- [WHAT YOU SHOULD DO] Quote everything in the material below, from the line containing "Keypoint placement rule: for each instance of the tree, put" down to the very end, word for word.

- [MATERIAL PROVIDED]
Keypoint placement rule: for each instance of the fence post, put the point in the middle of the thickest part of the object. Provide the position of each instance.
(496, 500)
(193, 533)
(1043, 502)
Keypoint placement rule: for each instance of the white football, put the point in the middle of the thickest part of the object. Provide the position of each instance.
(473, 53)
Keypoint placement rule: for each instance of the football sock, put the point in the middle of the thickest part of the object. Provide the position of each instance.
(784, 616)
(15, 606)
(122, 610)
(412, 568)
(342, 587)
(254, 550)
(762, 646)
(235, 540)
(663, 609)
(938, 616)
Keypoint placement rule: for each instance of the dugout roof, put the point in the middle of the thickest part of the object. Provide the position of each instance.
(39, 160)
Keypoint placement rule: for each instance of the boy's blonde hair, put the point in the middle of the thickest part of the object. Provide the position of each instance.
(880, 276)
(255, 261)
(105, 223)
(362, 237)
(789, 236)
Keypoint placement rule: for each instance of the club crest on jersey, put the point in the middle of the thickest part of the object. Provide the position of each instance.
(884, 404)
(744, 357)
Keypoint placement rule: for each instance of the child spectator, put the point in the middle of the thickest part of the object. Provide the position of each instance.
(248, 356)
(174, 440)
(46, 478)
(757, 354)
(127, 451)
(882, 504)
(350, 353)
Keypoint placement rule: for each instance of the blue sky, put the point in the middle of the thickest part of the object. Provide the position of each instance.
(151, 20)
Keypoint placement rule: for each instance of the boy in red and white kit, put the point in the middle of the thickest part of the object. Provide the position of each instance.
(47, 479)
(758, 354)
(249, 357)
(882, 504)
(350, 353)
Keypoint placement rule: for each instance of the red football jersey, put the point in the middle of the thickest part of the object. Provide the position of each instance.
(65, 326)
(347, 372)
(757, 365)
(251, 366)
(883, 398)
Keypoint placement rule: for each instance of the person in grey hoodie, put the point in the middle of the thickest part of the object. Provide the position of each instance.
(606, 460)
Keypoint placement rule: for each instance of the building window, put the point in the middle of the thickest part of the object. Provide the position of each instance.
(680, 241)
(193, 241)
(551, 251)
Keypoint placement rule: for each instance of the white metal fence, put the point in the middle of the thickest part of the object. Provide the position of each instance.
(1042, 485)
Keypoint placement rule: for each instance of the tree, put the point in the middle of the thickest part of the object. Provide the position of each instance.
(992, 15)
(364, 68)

- [EXPECTED ANSWER]
Keypoint placement rule: for each instance of the tree, put the point in the middle of the thickest part of the object. Provide the position of each instance.
(992, 15)
(364, 68)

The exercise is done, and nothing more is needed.